◆ **Request**
Rename "positive clicks" to "include clicks" in all the rows below and write those lines out again with nothing else changed. Leave the pictures out.

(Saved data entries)
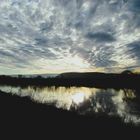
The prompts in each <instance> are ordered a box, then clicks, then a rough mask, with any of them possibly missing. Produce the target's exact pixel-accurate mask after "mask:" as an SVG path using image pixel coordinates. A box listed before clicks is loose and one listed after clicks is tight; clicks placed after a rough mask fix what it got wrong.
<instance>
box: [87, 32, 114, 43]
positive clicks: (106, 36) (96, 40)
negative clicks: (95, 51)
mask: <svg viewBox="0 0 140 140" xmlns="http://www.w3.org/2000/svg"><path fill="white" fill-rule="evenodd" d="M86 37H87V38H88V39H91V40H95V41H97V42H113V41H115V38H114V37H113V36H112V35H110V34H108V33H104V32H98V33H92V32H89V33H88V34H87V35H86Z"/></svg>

◆ **Result**
The prompts in each <instance> are ordered a box, then clicks, then a rough mask, with any of them possibly missing. Produce the target's exact pixel-accurate mask after "mask:" as an SVG path using image pixel coordinates. A box listed before clicks is loose and one listed after clicks is tight; clicks placed after a rough mask fix what it got wrong.
<instance>
box: [87, 32, 114, 43]
include clicks: (106, 36) (96, 40)
negative clicks: (95, 51)
mask: <svg viewBox="0 0 140 140" xmlns="http://www.w3.org/2000/svg"><path fill="white" fill-rule="evenodd" d="M86 37H87V38H88V39H91V40H95V41H97V42H113V41H115V38H114V37H113V36H112V35H110V34H108V33H104V32H98V33H92V32H89V33H88V34H87V35H86Z"/></svg>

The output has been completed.